▶ [Written instruction]: Write out every entry below word for word, changing nothing.

[START Data in this exercise]

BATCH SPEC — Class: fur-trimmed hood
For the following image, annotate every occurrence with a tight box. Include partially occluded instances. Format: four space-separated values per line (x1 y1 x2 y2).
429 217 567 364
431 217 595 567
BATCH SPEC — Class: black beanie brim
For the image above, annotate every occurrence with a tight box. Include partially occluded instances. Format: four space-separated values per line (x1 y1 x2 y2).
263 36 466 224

[END Data in this exercise]

▶ [Correct result]:
BATCH SPEC — Class: fur-trimmed hood
For the following image, annotate every occurrence with a tight box. Include partially occluded instances. Format: four space-separated values per line (x1 y1 x2 y2).
429 217 567 364
431 217 595 567
BATCH SPEC — Class: black beanie brim
For the image above, annotate every occurrence with a tight box. Include partially occluded instances. Format: four space-separated values per line (x1 y1 x2 y2).
263 36 466 224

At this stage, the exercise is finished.